**PAGE EXCERPT**

^^^^^^^^

23. Ethics / C. Virtue Theory / 3. Virtues / b. Temperance
Temperance prevents our passions from acting against reason [Aquinas]
     Full Idea: The passions may incite us to something against reason, and so we need a curb, which we name 'temperance'.
     From: Thomas Aquinas (Summa Theologicae [1265], Ia 2ae Q61 a.3), quoted by Philippa Foot - Virtues and Vices II
     A reaction: I am increasingly unclear what 'reason' means in contexts like these. It seems to mean no more than the awareness of greater goods than the indulgence of passion. Without that awareness, high intelligence couldn't produce temperance.
23. Ethics / C. Virtue Theory / 3. Virtues / c. Justice
Justice directs our relations with others, because it denotes a kind of equality [Aquinas]
     Full Idea: It is proper to justice, as compared with the other virtues, to direct man in his relations with others, because it denotes a kind of equality, as its very name implies; indeed we are wont to say that things are 'adjusted' when they are made equal.
     From: Thomas Aquinas (Summa Theologicae [1265], II-II Q57 1)
     A reaction: Even if you say justice is giving people what they deserve, rather than mere equality, they must still be equal in receiving like for like. Legal justice implies equality before the law (except for monarchs?).
'Dikaiosune' is justice, but also fairness and personal integrity [MacIntyre]
     Full Idea: The Greek 'dikaiosune' is inadequately translated as 'justice', but also as any other word; it combines the notion of fairness in externals with that of personal integrity in a way that no English word does.
     From: Alasdair MacIntyre (A Short History of Ethics [1967], Ch. 1)
     A reaction: 'Dikaiosune' is said to be the main topic of Plato's 'Republic'. Plato seems to have meant it to cover whatever makes a good character. Justice in behaviour presumably flows from internal justice of character (which is, roughly, inner harmony).
23. Ethics / D. Deontological Ethics / 2. Duty
My duties depend on my identity, which depends on my social relations [MacIntyre]
     Full Idea: I cannot answer the question 'What ought I to do?' until I have answered the question 'Who am I?', and any answer to this question will specify my place in a nexus of social relationships.
     From: Alasdair MacIntyre (A Short History of Ethics [1967], Ch.13)
     A reaction: This is the beginning of the modern critique of deontological ethics coming from revived virtue theory. As it stands, MacIntyre's idea sounds contractual, but I think he intends it in a more organic way. I am a fan.

^^^^^^^^

**WORK TO DO**
(A) Using the ethics excerpt, decide whether each statement agrees with it. Answer yes or no, and quote the words that settle it.
(i) Aquinas gives the name "temperance" to the curb we need on our passions.
(ii) MacIntyre holds that "justice" is a good translation of the Greek "dikaiosune."
(iii) MacIntyre says the question "Who am I?" has to be answered before the question "What ought I to do?"
(B) Extend the ethics excerpt, starting right after its final sentence.
You won't need the rows that come next.

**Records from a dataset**
^^^^^^^^

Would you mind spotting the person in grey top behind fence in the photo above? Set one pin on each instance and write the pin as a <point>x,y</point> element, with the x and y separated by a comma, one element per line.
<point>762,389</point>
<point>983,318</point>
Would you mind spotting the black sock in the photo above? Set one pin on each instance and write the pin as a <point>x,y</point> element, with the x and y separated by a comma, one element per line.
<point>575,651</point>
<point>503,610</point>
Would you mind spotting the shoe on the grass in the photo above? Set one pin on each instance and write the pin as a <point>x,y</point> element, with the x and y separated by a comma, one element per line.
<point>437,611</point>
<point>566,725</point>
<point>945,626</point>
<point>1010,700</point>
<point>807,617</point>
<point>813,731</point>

^^^^^^^^

**RESULTS OF THE EXERCISE**
(A)
(i) Yes: "we need a curb, which we name 'temperance'."
(ii) No: "The Greek 'dikaiosune' is inadequately translated as 'justice'."
(iii) Yes: "I cannot answer the question 'What ought I to do?' until I have answered the question 'Who am I?'"

(B)
23. Ethics / E. Utilitarianism / 1. Utilitarianism
Since Moore thinks the right action produces the most good, he is a utilitarian [MacIntyre]
     Full Idea: Moore takes it that to call an action right is simply to say that of the available alternative actions it is the one which does or did as a matter of fact produce the most good. Moore is thus a utilitarian.
     From: Alasdair MacIntyre (After Virtue: a Study in Moral Theory [1981], Ch. 2)
     A reaction: Far be it from me to disagree with MacIntyre on this, but I would have thought that this made him a consequentialist, rather than a utilitarian. Moore doesn't remotely think that pure pleasure or happiness is the good. He's closer to Rashdall (Idea 6673).
24. Political Theory / A. Basis of a State / 3. Natural Values / a. Natural freedom
I am naturally free if I am not tied to anyone by a contract [MacIntyre]
     Full Idea: The essence of the claim to natural rights is that no one has a right against me unless he can cite some contract, my consent to it, and his performance of his obligations under it.
     From: Alasdair MacIntyre (A Short History of Ethics [1967], Ch.11)
     A reaction: This has become the foundation of western democracy, and the rebellious teenager's charter. Children have not consented to a contract with their parents. Close and loving relationships cease to be contractual.
24. Political Theory / A. Basis of a State / 3. Natural Values / c. Natural rights
There are no natural or human rights, and belief in them is nonsense [MacIntyre]
     Full Idea: There are no natural or human rights, and belief in them is one with belief in witches and in unicorns.
     From: Alasdair MacIntyre (After Virtue: a Study in Moral Theory [1981], Ch. 6)
     A reaction: His point is that the notion of 'rights' only arises out of a community. However, while you might criticise an individual for absurdly asserting all sorts of dubious rights, no one could criticise them if they asserted the right to defend their own life.
24. Political Theory / D. Ideologies / 6. Liberalism / g. Liberalism critique
Liberals debate how conservative or radical to be, but don't question their basics [MacIntyre]
     Full Idea: Contemporary debates within modern political systems are almost exclusively between conservative liberals, liberal liberals, and radical liberals. There is little place for the criticism of the system itself.
     From: Alasdair MacIntyre (Whose Justice? Which Rationality? [1988]), quoted by John Kekes - Against Liberalism 01
     A reaction: [No page number given] Kekes seems to be more authoritarian, and MacIntyre is a communitarian (which can be rather authoritarian). I'm dubious about both.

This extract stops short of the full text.